# Activity
Find all the lines in the entries below that hold the word "each" and copy them.

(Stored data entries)
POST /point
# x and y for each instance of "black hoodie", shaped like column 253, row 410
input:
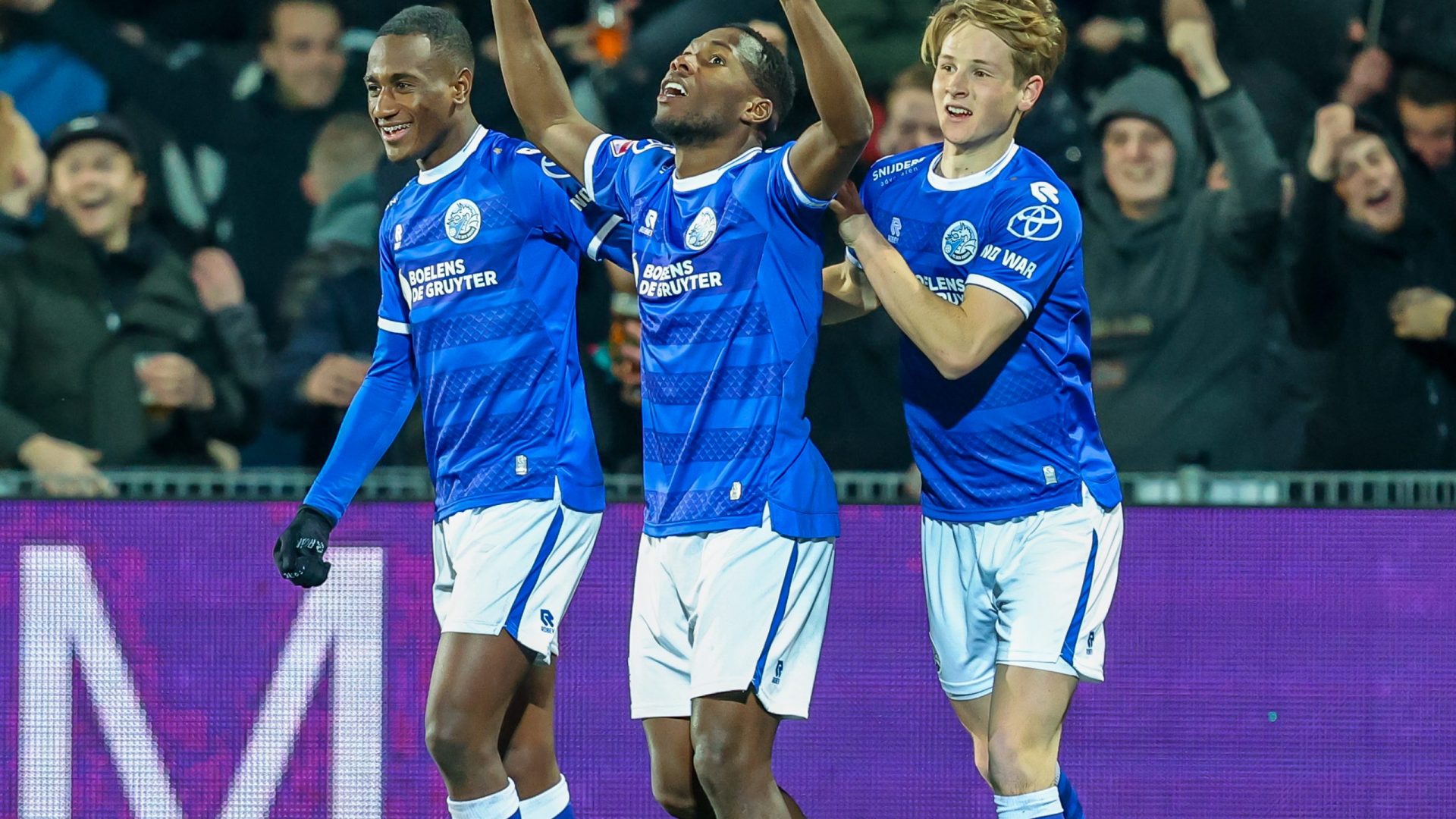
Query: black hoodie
column 1180, row 299
column 1388, row 404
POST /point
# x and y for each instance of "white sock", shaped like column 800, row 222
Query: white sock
column 1030, row 805
column 503, row 805
column 546, row 805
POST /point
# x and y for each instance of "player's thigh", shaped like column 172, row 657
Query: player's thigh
column 528, row 733
column 670, row 748
column 762, row 608
column 962, row 607
column 1027, row 708
column 1056, row 588
column 472, row 686
column 733, row 730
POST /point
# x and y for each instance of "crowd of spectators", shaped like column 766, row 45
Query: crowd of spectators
column 190, row 197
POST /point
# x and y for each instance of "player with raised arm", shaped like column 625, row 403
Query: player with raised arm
column 478, row 262
column 736, row 558
column 974, row 249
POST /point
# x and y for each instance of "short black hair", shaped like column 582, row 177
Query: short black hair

# Task answer
# x and y for each instance of "black hoodie", shaped like column 253, row 410
# x and y for each instance of "white sock", shaped like column 800, row 222
# x and y for each instance of "player's thigh", shaped like column 172, row 657
# x and y for each instance of "crowd of spectators", shaped like column 766, row 45
# x and y for each instance of "player with raised arm", shaped like column 625, row 403
# x and y for each instance of "short black hair", shaped like column 582, row 177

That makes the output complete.